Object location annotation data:
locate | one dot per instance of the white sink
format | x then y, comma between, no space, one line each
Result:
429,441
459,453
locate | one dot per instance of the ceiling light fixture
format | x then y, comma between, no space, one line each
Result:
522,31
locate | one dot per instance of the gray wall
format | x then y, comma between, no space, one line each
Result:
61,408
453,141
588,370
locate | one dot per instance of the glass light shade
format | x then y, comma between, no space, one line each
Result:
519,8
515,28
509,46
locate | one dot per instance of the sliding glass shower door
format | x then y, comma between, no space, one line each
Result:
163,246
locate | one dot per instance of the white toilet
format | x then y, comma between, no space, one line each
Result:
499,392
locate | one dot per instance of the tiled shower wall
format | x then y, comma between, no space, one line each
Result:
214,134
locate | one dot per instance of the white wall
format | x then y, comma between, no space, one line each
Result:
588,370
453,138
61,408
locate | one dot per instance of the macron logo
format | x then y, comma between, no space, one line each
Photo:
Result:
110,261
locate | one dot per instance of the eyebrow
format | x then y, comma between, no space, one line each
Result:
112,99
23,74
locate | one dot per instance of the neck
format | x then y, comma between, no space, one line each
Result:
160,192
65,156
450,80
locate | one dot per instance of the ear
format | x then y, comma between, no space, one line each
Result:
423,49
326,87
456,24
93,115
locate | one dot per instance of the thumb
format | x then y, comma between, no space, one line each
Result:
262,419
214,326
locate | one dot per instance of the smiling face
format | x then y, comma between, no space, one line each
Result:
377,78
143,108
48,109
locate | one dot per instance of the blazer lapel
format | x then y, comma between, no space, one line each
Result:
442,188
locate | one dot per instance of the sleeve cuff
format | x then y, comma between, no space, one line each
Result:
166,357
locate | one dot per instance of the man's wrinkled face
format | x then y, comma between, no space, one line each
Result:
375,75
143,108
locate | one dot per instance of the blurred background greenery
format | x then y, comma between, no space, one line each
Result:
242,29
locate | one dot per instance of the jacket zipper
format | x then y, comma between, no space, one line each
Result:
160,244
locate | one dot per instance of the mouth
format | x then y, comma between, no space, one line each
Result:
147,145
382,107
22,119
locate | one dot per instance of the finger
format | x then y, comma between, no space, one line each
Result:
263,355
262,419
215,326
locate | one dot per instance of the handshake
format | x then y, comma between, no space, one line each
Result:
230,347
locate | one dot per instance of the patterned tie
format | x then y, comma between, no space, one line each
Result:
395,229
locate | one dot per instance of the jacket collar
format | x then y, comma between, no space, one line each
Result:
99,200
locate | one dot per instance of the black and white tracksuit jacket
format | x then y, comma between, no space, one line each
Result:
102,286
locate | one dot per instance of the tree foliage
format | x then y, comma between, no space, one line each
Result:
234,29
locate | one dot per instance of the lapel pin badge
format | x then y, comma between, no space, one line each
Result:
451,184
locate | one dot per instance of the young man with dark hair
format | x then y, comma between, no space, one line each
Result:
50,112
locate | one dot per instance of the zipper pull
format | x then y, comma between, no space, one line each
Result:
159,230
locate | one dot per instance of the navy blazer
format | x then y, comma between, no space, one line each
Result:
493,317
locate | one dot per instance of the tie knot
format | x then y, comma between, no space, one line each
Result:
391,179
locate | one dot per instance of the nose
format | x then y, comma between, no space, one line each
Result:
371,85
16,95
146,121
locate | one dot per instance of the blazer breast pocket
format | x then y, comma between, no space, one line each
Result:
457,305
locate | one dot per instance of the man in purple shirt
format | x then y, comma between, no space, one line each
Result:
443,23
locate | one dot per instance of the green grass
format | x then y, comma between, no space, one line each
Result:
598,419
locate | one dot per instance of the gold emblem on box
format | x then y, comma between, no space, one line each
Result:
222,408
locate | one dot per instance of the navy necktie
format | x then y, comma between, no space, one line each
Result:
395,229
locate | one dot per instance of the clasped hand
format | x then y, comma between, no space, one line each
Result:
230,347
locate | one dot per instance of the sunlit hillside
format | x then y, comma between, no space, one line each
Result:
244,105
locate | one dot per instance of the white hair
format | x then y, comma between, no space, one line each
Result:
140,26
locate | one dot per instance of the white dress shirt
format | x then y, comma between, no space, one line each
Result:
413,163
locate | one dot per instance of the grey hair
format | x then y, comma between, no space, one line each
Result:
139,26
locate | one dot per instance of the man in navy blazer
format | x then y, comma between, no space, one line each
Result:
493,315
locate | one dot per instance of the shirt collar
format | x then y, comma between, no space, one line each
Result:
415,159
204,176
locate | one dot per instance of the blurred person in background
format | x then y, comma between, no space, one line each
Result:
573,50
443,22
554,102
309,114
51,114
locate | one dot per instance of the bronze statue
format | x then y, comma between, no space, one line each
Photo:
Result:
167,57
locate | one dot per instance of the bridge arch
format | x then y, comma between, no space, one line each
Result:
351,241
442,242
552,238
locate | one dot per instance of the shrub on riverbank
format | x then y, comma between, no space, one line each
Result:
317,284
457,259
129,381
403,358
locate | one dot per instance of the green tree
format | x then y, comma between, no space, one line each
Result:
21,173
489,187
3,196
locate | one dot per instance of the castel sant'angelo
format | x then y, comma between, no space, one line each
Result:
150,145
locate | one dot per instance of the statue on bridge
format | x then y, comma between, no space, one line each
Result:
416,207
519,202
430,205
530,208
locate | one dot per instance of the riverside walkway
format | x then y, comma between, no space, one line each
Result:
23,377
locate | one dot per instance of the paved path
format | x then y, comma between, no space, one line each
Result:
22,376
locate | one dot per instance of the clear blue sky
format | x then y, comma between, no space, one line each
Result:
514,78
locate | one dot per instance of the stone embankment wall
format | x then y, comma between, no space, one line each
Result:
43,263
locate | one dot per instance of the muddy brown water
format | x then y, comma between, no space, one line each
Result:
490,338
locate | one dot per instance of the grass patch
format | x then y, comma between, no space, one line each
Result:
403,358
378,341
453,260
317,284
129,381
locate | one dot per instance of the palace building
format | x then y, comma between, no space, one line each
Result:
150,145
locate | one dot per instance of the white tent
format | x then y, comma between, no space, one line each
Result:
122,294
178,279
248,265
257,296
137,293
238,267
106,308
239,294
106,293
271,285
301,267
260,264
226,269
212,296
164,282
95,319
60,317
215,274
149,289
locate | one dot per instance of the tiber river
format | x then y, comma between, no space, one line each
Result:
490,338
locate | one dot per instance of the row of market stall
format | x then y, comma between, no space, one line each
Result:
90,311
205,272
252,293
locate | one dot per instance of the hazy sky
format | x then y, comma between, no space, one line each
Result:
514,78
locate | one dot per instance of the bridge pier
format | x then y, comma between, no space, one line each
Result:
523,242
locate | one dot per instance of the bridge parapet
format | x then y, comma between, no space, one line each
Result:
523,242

Aim: Repeat exactly the lines starting at the line with "locate | one dot per instance of the palace" and ending with the final line of the entries. Include nothing else.

Solution to this problem:
locate | one dot per instance of the palace building
format | x then y, comma between, no space, one line each
Result:
150,145
locate | one dot per instance of the white tent
format | x then y, comma between, no space, one line each
Result:
122,294
178,279
248,265
257,296
137,293
238,267
106,308
239,294
106,293
271,285
301,267
260,264
226,269
212,296
164,282
95,319
60,317
215,274
149,289
locate | one dot per instance of the tiber river
format | x then y, comma between, no space, one line each
Result:
490,338
locate | one dot per instance of the row of market stall
format | x then y, comma between, no space, one line each
Result:
90,311
205,272
252,293
locate | one dot per instance of the hazy sky
format | x then y, comma between, no space, one line each
Result:
514,78
locate | one dot per instance of the bridge pier
format | x then y, comma between, no space, one line each
Result:
523,242
locate | one dot per instance of the bridge parapet
format | x then y, comma between, no space, one line each
Result:
523,242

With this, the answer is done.